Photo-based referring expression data

____

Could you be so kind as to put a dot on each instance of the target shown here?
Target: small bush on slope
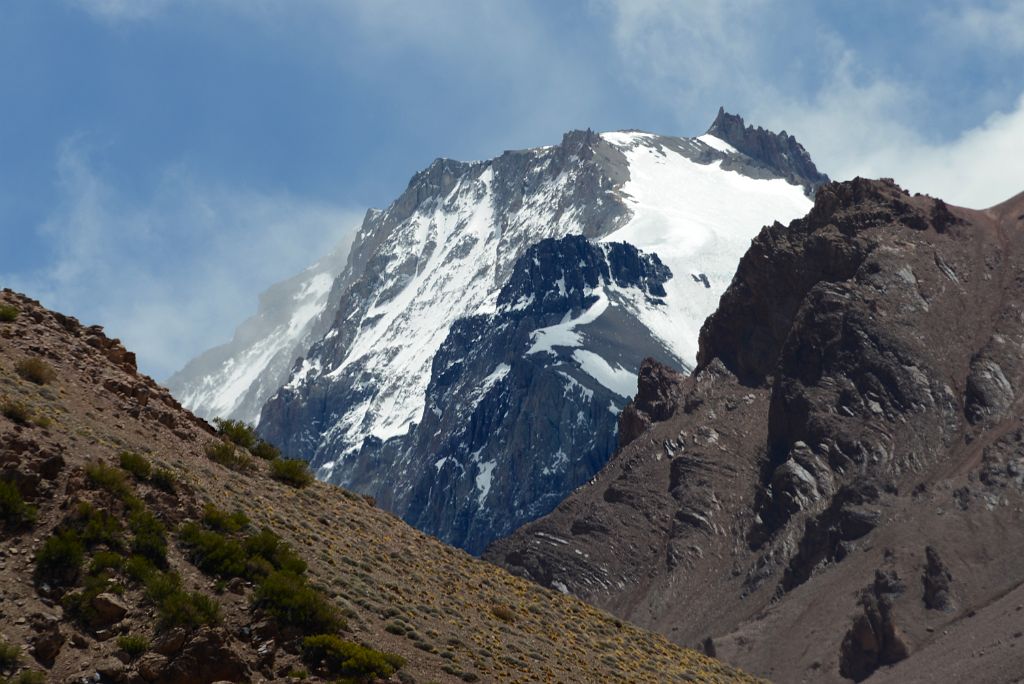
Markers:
(13, 511)
(291, 471)
(135, 464)
(239, 432)
(345, 658)
(225, 454)
(36, 370)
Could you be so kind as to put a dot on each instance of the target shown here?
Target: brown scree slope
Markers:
(451, 616)
(836, 493)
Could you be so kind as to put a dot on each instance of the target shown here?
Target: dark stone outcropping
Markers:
(779, 152)
(857, 391)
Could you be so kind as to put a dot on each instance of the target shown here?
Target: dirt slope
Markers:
(839, 485)
(450, 616)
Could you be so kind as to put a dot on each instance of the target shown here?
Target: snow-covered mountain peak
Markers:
(439, 354)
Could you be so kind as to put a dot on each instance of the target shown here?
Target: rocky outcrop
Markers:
(420, 289)
(856, 393)
(516, 416)
(140, 604)
(657, 389)
(778, 152)
(873, 640)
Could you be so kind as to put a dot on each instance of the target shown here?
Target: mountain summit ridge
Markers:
(356, 399)
(836, 493)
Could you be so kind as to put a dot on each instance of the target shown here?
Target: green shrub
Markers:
(164, 480)
(135, 464)
(222, 521)
(79, 604)
(59, 559)
(150, 538)
(36, 370)
(133, 644)
(105, 560)
(95, 526)
(10, 655)
(15, 412)
(279, 554)
(239, 432)
(188, 609)
(266, 451)
(288, 597)
(503, 612)
(291, 471)
(139, 568)
(213, 553)
(13, 511)
(177, 607)
(226, 455)
(102, 476)
(346, 658)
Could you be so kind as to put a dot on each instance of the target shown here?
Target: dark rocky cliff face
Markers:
(778, 152)
(507, 431)
(412, 395)
(854, 421)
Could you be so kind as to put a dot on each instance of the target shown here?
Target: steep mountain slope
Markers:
(356, 405)
(73, 404)
(838, 487)
(236, 379)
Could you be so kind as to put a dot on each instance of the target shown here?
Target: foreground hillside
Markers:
(130, 554)
(467, 364)
(837, 493)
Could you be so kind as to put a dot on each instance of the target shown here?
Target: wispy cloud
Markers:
(997, 28)
(172, 273)
(854, 119)
(122, 10)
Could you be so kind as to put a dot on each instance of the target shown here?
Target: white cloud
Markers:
(853, 131)
(854, 121)
(174, 273)
(122, 10)
(998, 28)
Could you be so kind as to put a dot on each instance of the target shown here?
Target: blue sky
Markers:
(164, 161)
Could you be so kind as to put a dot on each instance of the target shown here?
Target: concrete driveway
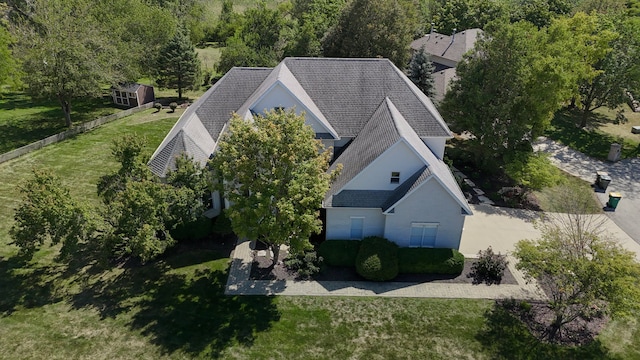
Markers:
(625, 179)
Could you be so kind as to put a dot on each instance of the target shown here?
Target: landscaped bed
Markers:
(261, 270)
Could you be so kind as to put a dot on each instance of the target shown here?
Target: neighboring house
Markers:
(132, 95)
(384, 130)
(445, 52)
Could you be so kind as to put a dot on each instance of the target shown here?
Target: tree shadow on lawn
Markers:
(506, 337)
(590, 142)
(179, 312)
(21, 286)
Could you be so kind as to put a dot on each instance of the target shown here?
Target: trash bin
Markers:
(604, 181)
(614, 199)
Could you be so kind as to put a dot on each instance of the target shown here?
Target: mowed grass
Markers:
(175, 308)
(24, 120)
(596, 140)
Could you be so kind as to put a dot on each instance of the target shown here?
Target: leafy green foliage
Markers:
(273, 171)
(178, 65)
(507, 90)
(306, 264)
(377, 259)
(378, 28)
(420, 72)
(430, 261)
(49, 214)
(59, 61)
(339, 252)
(585, 274)
(534, 171)
(489, 268)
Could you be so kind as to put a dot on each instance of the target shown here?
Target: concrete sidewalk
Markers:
(625, 175)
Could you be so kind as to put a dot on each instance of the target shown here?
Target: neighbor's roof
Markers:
(441, 45)
(343, 94)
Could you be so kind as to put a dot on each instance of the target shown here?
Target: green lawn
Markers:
(24, 120)
(601, 133)
(174, 308)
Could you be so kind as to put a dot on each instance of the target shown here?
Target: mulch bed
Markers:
(261, 270)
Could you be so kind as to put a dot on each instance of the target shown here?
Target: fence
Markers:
(73, 131)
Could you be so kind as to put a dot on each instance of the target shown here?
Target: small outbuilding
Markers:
(132, 94)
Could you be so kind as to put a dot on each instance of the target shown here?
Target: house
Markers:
(446, 52)
(132, 94)
(385, 132)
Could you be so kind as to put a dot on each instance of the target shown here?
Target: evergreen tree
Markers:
(420, 72)
(178, 65)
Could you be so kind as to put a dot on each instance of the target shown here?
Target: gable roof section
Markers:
(198, 129)
(283, 76)
(441, 45)
(349, 91)
(386, 127)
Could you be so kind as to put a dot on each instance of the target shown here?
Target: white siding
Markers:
(436, 145)
(377, 176)
(430, 203)
(278, 96)
(339, 222)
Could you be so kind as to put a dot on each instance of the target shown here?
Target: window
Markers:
(395, 177)
(423, 234)
(357, 227)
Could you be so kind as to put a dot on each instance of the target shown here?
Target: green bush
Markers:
(194, 230)
(430, 261)
(339, 252)
(377, 259)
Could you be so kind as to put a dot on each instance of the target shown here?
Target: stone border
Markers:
(68, 133)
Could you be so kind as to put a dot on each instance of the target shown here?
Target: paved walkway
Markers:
(625, 175)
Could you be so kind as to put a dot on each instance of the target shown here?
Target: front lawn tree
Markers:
(65, 53)
(584, 273)
(178, 65)
(274, 173)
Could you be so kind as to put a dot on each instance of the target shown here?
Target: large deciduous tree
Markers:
(506, 92)
(274, 173)
(65, 52)
(374, 28)
(178, 65)
(584, 273)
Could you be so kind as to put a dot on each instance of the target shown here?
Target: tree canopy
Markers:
(374, 28)
(65, 52)
(178, 65)
(273, 172)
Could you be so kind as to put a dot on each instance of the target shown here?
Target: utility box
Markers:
(614, 199)
(614, 152)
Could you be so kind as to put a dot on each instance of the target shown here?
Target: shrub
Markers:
(377, 259)
(430, 261)
(489, 268)
(306, 264)
(339, 252)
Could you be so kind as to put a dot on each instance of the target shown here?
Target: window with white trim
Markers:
(395, 177)
(423, 234)
(357, 228)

____

What needs to be done
Write out exactly and only the lines that run from the start of the data above through the line containing "Target: rocky outcrop", leaving the pictures out.

Final answer
Could you be so kind as to put a dot on each instance of the target shown here?
Target: small bush on slope
Markers:
(13, 511)
(291, 471)
(135, 464)
(239, 432)
(345, 658)
(225, 454)
(36, 370)
Could you be so kind as to put a dot on each instance of the target shown here?
Target: brown scree slope
Markers:
(451, 616)
(836, 493)
Could you be so kind as to put a dot on each instance of the target shown here?
Target: dark stone outcropping
Markers:
(779, 152)
(857, 391)
Could you be so kind as to put a dot on each instance of the target shown here?
Target: dirt slope
Markers:
(839, 485)
(450, 616)
Could you be so kind as to put a dot on each instance of the target shown here?
Target: snow-covered mountain peak
Markers:
(439, 354)
Could you be so kind as to put a dot on each instance of the target shown here?
Target: rocky outcrop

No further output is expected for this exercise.